**Directions:** Can you switch "training top" to "jersey" in everything from the line containing "output [[86, 287]]." down to the line containing "[[329, 382], [1150, 434]]", and return only those entries with all else unchanged?

**Provided records:**
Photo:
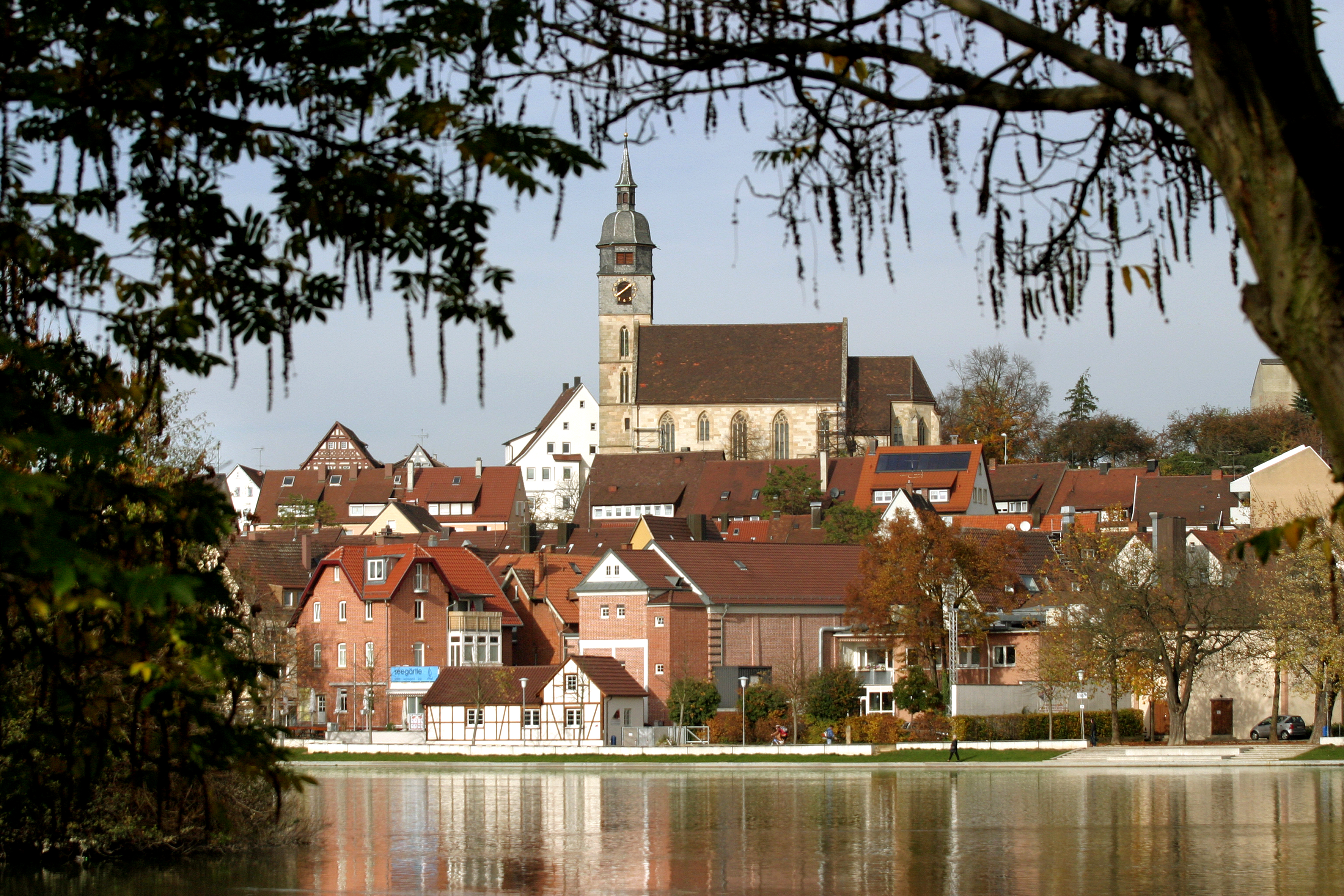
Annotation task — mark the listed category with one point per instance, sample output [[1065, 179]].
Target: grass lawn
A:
[[1323, 753], [896, 757]]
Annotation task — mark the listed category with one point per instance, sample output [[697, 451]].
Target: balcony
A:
[[874, 676], [473, 621]]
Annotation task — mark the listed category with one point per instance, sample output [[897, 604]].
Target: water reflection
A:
[[783, 832]]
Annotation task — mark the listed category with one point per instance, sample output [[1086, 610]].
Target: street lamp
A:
[[744, 683], [522, 729], [1082, 707]]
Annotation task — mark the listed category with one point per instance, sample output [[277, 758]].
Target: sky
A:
[[355, 367]]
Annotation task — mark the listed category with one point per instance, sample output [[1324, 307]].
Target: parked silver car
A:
[[1289, 729]]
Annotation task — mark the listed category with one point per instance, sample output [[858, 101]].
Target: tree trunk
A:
[[1279, 696], [1269, 127]]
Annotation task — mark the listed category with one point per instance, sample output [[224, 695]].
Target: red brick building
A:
[[371, 608]]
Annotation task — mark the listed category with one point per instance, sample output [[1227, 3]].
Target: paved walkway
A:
[[1191, 755]]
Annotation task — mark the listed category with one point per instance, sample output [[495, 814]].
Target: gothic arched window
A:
[[738, 433], [781, 436], [667, 434]]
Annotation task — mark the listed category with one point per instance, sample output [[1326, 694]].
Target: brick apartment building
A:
[[369, 609]]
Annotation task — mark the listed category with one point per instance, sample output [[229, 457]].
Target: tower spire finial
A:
[[626, 179]]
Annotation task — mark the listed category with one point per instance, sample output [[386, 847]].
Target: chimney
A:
[[1170, 541], [564, 533]]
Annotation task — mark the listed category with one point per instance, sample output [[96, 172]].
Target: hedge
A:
[[1035, 726]]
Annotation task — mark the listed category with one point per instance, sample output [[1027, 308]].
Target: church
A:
[[748, 390]]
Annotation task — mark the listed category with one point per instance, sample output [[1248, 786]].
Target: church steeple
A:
[[626, 183]]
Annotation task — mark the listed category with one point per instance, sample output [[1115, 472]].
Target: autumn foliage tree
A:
[[916, 570]]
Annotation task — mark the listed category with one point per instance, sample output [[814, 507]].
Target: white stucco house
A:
[[557, 456], [244, 486], [584, 703]]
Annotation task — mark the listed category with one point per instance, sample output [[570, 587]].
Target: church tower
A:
[[624, 305]]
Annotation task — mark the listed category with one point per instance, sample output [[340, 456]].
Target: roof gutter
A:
[[822, 635]]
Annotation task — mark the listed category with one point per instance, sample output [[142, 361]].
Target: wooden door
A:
[[1221, 711], [1162, 718]]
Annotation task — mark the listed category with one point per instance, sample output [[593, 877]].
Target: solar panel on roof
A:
[[931, 461]]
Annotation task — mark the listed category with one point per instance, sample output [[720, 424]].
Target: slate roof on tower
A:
[[748, 363], [876, 382]]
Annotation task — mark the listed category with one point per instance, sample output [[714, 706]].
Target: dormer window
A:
[[376, 570]]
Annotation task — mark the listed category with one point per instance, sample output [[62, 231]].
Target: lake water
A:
[[1003, 832]]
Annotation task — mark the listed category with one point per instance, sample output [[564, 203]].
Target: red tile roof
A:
[[725, 365], [488, 685], [611, 678], [773, 574], [959, 483]]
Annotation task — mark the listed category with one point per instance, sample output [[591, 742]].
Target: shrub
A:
[[834, 695], [1035, 726], [698, 698], [916, 692]]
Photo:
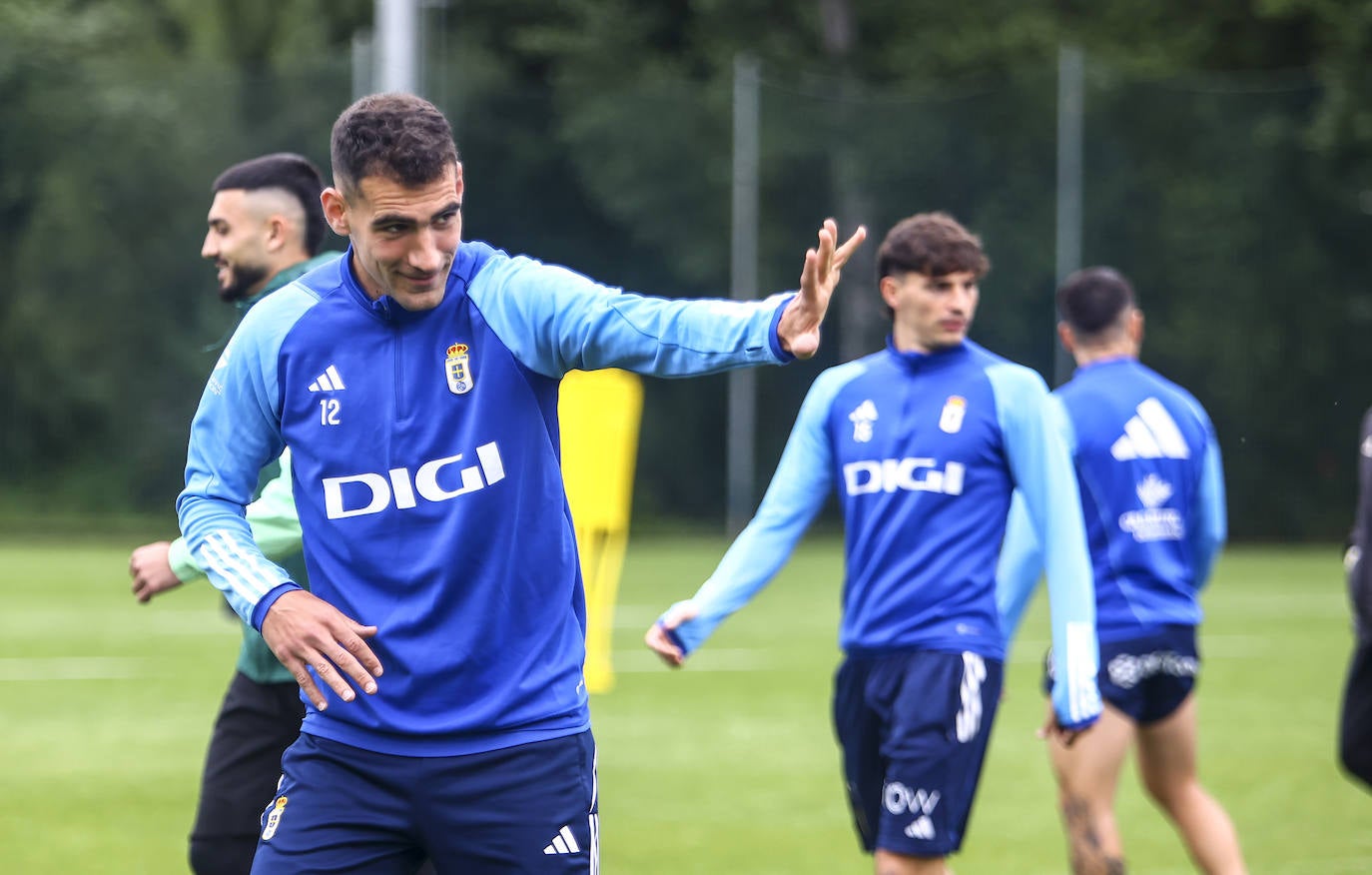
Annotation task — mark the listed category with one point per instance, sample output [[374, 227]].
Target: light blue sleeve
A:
[[235, 433], [556, 320], [1019, 568], [797, 492], [1210, 524], [1033, 426]]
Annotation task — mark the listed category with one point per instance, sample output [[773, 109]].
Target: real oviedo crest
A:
[[458, 368], [955, 409]]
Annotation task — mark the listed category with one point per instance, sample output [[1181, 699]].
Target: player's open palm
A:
[[305, 631], [799, 327]]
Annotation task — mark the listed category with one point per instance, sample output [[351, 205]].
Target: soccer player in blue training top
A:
[[416, 385], [925, 443], [1152, 496]]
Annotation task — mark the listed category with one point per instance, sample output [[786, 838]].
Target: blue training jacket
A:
[[925, 451], [425, 463], [1151, 492]]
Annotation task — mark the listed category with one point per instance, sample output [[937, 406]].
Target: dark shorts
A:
[[914, 728], [1145, 677], [1356, 716], [531, 808], [257, 723]]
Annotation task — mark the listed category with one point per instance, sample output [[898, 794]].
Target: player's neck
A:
[[1092, 354]]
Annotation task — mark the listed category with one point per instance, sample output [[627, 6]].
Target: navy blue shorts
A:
[[1145, 677], [914, 728], [531, 808]]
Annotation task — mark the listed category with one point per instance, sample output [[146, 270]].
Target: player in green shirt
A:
[[265, 229]]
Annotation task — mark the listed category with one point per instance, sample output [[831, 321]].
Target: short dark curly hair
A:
[[1091, 300], [934, 245], [293, 173], [400, 137]]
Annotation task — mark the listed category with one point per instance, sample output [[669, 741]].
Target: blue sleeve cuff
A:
[[782, 356], [263, 606]]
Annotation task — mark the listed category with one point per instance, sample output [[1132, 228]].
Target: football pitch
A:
[[725, 767]]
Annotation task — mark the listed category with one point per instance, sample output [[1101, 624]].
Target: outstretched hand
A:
[[150, 566], [1052, 730], [660, 642], [305, 631], [799, 327]]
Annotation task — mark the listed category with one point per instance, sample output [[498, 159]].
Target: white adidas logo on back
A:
[[1151, 434], [329, 382]]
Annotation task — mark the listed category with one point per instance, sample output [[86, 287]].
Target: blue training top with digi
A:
[[925, 451], [1151, 492], [425, 462]]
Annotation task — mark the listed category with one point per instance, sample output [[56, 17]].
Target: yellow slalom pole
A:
[[598, 413]]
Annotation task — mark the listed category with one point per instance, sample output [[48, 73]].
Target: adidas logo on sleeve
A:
[[329, 382], [1150, 434]]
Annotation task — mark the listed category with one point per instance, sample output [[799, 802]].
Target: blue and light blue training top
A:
[[925, 451], [1152, 495], [425, 463]]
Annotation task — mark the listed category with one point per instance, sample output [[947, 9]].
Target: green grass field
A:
[[727, 765]]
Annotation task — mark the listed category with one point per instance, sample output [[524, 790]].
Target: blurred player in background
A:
[[925, 441], [1152, 495], [416, 382], [265, 229], [1356, 712]]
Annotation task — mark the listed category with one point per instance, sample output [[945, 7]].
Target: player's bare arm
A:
[[151, 570], [305, 631], [799, 326]]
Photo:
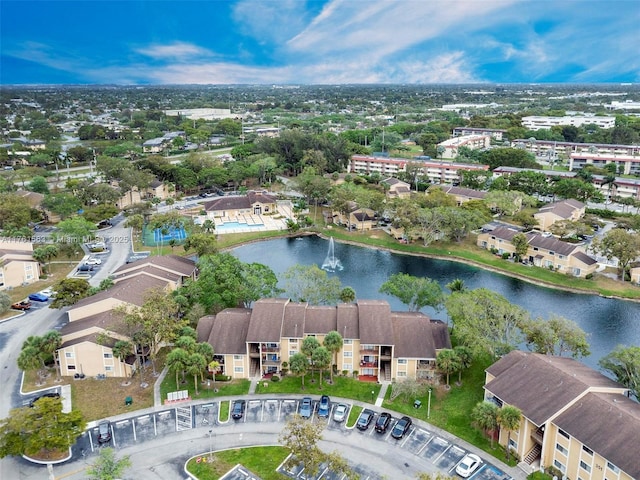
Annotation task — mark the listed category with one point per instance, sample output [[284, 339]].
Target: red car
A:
[[21, 305]]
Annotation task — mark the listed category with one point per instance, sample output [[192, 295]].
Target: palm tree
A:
[[299, 365], [465, 357], [447, 362], [333, 342], [509, 418], [122, 349], [177, 361], [485, 416]]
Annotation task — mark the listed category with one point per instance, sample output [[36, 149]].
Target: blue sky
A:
[[319, 41]]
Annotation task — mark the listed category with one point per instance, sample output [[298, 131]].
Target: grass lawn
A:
[[451, 409], [346, 387], [232, 388], [262, 461]]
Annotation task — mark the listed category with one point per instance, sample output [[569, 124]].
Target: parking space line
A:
[[435, 460]]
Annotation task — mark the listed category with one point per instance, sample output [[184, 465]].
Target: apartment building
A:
[[378, 344], [451, 147], [626, 164], [544, 251], [94, 327], [538, 122], [573, 418], [435, 171]]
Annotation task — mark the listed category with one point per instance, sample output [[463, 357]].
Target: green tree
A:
[[624, 363], [509, 418], [621, 244], [299, 365], [107, 466], [301, 438], [70, 291], [485, 416], [485, 321], [556, 336], [521, 245], [415, 292], [333, 342], [40, 430], [448, 362], [308, 283]]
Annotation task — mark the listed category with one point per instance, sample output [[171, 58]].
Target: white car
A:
[[468, 465]]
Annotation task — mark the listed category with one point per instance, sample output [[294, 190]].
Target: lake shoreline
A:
[[452, 258]]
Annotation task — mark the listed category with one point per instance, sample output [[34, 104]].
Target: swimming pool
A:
[[238, 227]]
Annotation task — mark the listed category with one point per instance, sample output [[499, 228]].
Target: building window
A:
[[612, 467], [561, 449]]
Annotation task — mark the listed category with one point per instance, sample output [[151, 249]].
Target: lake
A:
[[609, 322]]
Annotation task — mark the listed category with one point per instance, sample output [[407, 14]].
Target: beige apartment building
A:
[[93, 327], [544, 251], [17, 266], [573, 418], [378, 344]]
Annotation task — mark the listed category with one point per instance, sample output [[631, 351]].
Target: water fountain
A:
[[331, 263]]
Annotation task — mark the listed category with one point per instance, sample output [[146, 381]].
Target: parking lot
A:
[[425, 445]]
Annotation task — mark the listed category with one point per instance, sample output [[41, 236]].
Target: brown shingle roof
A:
[[375, 327], [541, 385], [235, 203], [131, 290], [320, 319], [293, 324], [614, 421], [266, 320]]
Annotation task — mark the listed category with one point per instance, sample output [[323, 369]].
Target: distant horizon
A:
[[318, 42]]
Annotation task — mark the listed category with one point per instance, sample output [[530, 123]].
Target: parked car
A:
[[44, 395], [38, 297], [324, 406], [104, 431], [238, 409], [401, 427], [468, 465], [306, 407], [340, 412], [383, 422], [24, 305], [365, 419]]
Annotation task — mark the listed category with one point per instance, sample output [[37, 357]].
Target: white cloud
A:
[[174, 51]]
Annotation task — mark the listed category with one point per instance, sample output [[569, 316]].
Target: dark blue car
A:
[[38, 297]]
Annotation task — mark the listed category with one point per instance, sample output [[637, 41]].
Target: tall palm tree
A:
[[333, 342], [509, 418]]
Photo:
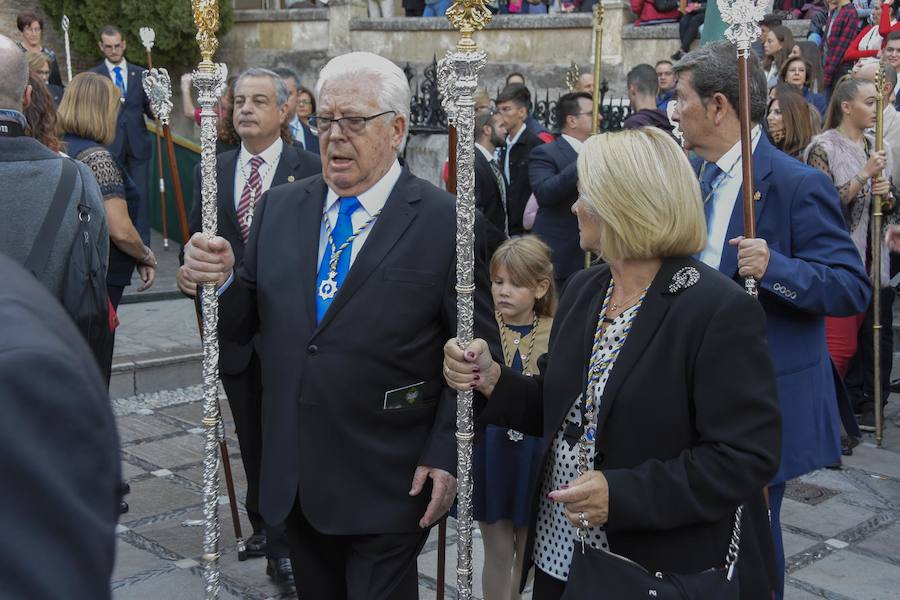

**The result:**
Annotation task — mark the listed category with one point per instance, sample output [[86, 287]].
Target: blue jersey with digi
A:
[[925, 451], [1151, 492], [425, 462]]
Annotation task — mark the listed category with one point per instance, sample output [[56, 17]].
Target: yellow slalom pole
A:
[[598, 413]]
Annotation task — mark the listed category with one point per instance, sample output [[48, 73]].
Target: adidas logo on sleeve
A:
[[329, 382], [1150, 434]]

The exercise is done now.